● **DESCRIPTION OF THE TASK**:
Reproduce all of the following data verbatim, line for line, without changing anything.
-- start --
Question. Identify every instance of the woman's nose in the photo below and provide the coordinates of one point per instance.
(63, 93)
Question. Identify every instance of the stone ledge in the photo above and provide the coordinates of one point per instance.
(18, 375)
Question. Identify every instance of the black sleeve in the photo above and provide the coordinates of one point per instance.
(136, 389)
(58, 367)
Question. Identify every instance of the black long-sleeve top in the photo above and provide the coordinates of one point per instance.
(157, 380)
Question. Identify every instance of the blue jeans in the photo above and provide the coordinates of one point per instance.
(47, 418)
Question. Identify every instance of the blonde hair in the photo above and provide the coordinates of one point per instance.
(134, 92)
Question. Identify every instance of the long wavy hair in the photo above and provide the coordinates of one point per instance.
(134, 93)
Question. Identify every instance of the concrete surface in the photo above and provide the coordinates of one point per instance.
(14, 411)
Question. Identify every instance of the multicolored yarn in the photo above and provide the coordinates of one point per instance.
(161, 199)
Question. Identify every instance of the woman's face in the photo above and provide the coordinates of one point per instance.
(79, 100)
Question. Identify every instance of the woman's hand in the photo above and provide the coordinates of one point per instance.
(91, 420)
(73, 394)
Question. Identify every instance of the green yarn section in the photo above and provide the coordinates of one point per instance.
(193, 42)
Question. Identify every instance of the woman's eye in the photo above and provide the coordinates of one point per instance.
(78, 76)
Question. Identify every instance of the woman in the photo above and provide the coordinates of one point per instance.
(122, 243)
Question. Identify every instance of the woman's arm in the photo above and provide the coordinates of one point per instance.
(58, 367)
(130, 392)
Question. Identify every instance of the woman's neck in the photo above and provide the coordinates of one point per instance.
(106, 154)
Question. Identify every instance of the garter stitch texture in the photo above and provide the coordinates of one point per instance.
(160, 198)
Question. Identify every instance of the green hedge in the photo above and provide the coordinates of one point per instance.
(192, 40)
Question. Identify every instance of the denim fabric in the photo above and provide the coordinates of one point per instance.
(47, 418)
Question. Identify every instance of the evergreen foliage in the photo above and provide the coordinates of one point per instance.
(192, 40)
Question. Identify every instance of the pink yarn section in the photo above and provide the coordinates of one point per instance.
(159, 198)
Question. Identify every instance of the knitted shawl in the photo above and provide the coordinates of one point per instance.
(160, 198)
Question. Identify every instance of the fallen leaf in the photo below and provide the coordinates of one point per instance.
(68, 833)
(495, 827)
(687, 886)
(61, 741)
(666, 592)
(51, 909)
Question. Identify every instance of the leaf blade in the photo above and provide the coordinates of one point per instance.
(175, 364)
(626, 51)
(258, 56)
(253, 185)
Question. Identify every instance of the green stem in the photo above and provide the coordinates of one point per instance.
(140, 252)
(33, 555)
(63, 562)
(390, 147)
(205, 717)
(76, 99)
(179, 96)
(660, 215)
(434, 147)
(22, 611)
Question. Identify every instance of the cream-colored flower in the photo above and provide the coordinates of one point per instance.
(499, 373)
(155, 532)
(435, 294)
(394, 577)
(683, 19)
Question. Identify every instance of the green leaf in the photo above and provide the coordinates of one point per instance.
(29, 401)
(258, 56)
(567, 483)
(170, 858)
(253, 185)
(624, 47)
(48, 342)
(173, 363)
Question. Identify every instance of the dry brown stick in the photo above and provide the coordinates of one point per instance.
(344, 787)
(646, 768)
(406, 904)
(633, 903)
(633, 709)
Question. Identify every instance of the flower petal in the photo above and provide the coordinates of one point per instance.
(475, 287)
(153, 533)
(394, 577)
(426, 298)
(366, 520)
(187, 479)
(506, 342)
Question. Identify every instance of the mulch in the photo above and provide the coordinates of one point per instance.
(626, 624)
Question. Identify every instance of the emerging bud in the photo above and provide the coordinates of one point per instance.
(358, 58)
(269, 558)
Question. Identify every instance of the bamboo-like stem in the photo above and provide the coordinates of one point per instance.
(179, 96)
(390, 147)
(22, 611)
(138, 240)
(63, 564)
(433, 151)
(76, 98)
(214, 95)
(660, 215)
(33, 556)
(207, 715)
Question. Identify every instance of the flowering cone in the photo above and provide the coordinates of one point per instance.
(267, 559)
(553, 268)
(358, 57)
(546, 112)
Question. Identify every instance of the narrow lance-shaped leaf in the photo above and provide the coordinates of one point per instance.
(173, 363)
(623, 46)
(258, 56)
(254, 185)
-- end --
● **TASK SOLUTION**:
Question. Identify every instance of the woman's nose in the photo below and provide the coordinates of one point per instance.
(63, 93)
Question. Identify every instance of the stone ledge in the photo above and provide the coordinates of one point per instance.
(18, 375)
Question. Identify every instance of the black sleeve in the photo above and provide the coordinates of one point per instance.
(136, 389)
(58, 367)
Question. Identify every instance of the black long-sleeve top in the photo above and provide the coordinates of one point per instance.
(157, 380)
Question. Identify every instance of the blue jeans in the photo above and provide the coordinates of one point per instance.
(47, 418)
Question. Identify every instance of the blonde hair in the photo above and provide the coordinates of one point per instance.
(134, 92)
Question. Identify every instance of the long wavy hair in the photo above and provide the coordinates of one point per instance.
(134, 93)
Question. Identify every instance of the concrete surface in the photo above and provide the coordinates of one point per instance.
(14, 411)
Question. Identify every instance of the multicolored yarn in the photo above and provide the coordinates of one point per instance.
(161, 199)
Question. Identify every instance of the woman's face in the photo above and provide the coordinates of one point per instance.
(79, 100)
Question. Identify every instance of the woman's hand in the photo above and provide the coordinates of one point per instance.
(91, 420)
(73, 394)
Question. Identify every instance of the green yarn section in the photo above and provide the coordinates of one point per instance.
(193, 42)
Question. Identify every instance of the woman's eye in the photo above and provide the coordinates of one point per instance.
(78, 76)
Question. Identify every instance of the woman in the photo above and provide the coordinates of one point per instance.
(122, 243)
Question. Identify every instance of the woman's arm in the photo above and provide the coordinates of one point per instance.
(58, 367)
(130, 392)
Question. Identify every instance of the woman's neck in the photo above and provide the coordinates of one point per instance.
(106, 154)
Question. Identify every instance of the garter stitch texture in the photo above and provide the coordinates of one point per instance.
(160, 198)
Question. Identify every instance of the green hedge in the photo above and provide the coordinates of one point per instance.
(192, 40)
Question. Identify every instance of the denim fabric in the photo above and provide the coordinates of one point per instance.
(47, 418)
Question. Identify every instance of the evergreen foliage in the photo above and provide the coordinates of one point per instance.
(192, 40)
Question. Identify every instance of the pink yarn section in the photo above and provide the coordinates of one point per instance.
(159, 198)
Question. Identify every instance of the knitted shawl in the photo above and provide the coordinates of one point per instance.
(160, 198)
Question. Identify every instance of the fallen leaf in the photo below and provide the coordinates of one point per instance.
(68, 833)
(495, 827)
(687, 886)
(61, 741)
(666, 592)
(51, 909)
Question. Identify every instance of the leaf blade in the photo above and provide the coordinates of one point per instance.
(175, 364)
(626, 51)
(258, 56)
(253, 185)
Question. Identify every instance of the green stem in the photo above and provide the coordinates of one point per instance.
(140, 252)
(33, 555)
(63, 562)
(390, 147)
(205, 717)
(76, 99)
(179, 96)
(660, 215)
(434, 147)
(22, 611)
Question. Identify every instance of the cream-colored flower in the photo above and provide the coordinates of one point per instance.
(499, 373)
(155, 532)
(435, 294)
(394, 577)
(683, 19)
Question. Identify every instance of the green leaf in the photo above and provide the coordinates of one point per instance.
(29, 401)
(258, 56)
(567, 483)
(170, 858)
(253, 185)
(624, 47)
(48, 342)
(173, 363)
Question. Identify every instance of the dry brown stick in the photo above and provide the coordinates of one point per instance.
(344, 787)
(646, 768)
(406, 904)
(633, 903)
(633, 709)
Question. Identify every instance of the flower petal in the photo above and provide the coordinates of one point per instance.
(475, 287)
(153, 533)
(394, 577)
(426, 298)
(366, 520)
(187, 479)
(506, 342)
Question. Identify every instance of the mulch in the photo above and provide the coordinates of one point per instance.
(626, 624)
Question. Identify every instance of the emerging bud in the photo above and provide the coordinates of one point per instance.
(358, 58)
(269, 558)
Question. Identify every instance of the bamboo-like stem in the photo above and provide the coordinates of one point per instance.
(179, 96)
(390, 147)
(22, 611)
(138, 240)
(63, 564)
(433, 151)
(76, 98)
(214, 95)
(660, 215)
(33, 556)
(207, 715)
Question. Identify every instance of the flowering cone in the photo above and provide the coordinates of one point per instance.
(267, 559)
(553, 268)
(358, 57)
(546, 112)
Question. Identify every instance of the narrow lance-shaped leaf in the photo above and provide the coordinates of one point per instance.
(173, 363)
(623, 46)
(258, 56)
(254, 185)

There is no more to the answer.